▶ [Assignment]:
Render every entry verbatim.
........
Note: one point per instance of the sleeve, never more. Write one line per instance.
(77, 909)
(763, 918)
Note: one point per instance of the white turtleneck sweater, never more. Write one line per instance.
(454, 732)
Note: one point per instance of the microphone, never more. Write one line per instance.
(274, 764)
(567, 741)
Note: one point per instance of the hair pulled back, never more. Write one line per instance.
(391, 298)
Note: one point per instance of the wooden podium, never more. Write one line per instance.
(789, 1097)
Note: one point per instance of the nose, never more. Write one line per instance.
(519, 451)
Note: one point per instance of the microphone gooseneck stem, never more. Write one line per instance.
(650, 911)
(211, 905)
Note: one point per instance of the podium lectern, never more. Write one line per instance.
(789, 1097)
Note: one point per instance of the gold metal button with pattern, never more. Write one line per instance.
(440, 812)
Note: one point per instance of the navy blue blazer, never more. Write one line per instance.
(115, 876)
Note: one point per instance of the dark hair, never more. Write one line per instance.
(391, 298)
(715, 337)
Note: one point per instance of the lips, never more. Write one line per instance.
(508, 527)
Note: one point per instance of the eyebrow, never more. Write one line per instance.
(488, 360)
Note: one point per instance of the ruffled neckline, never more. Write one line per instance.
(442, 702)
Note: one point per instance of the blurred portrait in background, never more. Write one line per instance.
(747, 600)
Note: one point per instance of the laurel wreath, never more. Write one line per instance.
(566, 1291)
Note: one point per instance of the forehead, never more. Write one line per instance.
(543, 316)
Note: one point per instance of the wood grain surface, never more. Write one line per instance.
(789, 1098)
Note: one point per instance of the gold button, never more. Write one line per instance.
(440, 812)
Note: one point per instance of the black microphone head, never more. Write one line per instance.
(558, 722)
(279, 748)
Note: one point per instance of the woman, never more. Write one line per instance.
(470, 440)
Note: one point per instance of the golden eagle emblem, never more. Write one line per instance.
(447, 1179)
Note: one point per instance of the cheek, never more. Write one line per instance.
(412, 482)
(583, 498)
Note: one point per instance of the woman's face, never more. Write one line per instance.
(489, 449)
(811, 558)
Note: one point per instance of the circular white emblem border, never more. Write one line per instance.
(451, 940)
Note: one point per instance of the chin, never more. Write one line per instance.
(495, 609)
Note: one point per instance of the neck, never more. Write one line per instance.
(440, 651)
........
▶ [Written solution]:
Note: one point per instance of the sleeve, never more. Write one line per instance.
(77, 909)
(763, 918)
Note: one point per instance of the white turtleneck sweater, never more. Write one line per instance.
(454, 732)
Note: one point per instance of the microphone, never more. Write one line per instance.
(274, 764)
(567, 741)
Note: one point per instance of the hair pulled back, never more. Write one line per instance.
(391, 298)
Note: one point per instance of the wooden podium, never more. Write one line per instance.
(789, 1097)
Note: one point per instance of the nose, never more. Write one line per instance.
(519, 451)
Note: one point per instance of the microphone gooseneck stem, never more. Write one line per instance.
(650, 911)
(211, 905)
Note: one point per instance of the podium lectern, never more. Write one line per instance.
(789, 1097)
Note: one point per instance of the gold metal button with pattern, never more. Write one line per instance.
(440, 812)
Note: one point per instance of the navy blue blazer, never more. Write one line per instance.
(115, 876)
Note: one point per instance of the dark hair, never more. Write one line per instance.
(391, 298)
(715, 337)
Note: one point per instance of the lips, never more. Write one line per instance.
(508, 527)
Note: one point per instance of the eyebrow, never more. Write one line per instance.
(488, 360)
Note: one point per instance of the ruffled neckline, never more. Write one line per instance.
(442, 702)
Note: one point per instance of the blurred portrait in background, never more. Write one line per instance.
(747, 600)
Note: one point per instance of the laurel wreath, never more. Write one line per instance.
(566, 1291)
Note: one point per instance of the forehead, never more. Write one line per instance.
(543, 316)
Note: one point per instance of the wood grain surface, never more. Write one line per instance.
(789, 1098)
Note: one point per instance of the gold button, never more. Write one line per instance.
(440, 812)
Note: one point per instance of the black microphone head, never more. Write one line per instance.
(558, 722)
(279, 748)
Note: one point per instance of the woman, never more. Write one line per instance.
(470, 440)
Note: one point per instance of the golden eagle emblem, never more. Write one line per instance.
(447, 1179)
Note: one point per instance of the cheek, never more. Write one line per instance.
(412, 482)
(583, 498)
Note: one point per instance of the woman's face, never more. Write one line per instance.
(489, 449)
(811, 558)
Note: one point per instance of the circular white emblem border, never more. Write one line per instance.
(451, 940)
Note: one point per instance of the chin, never more. Write one line per instance.
(495, 609)
Note: one point per instance of the neck, never more. Write one line per instance.
(440, 651)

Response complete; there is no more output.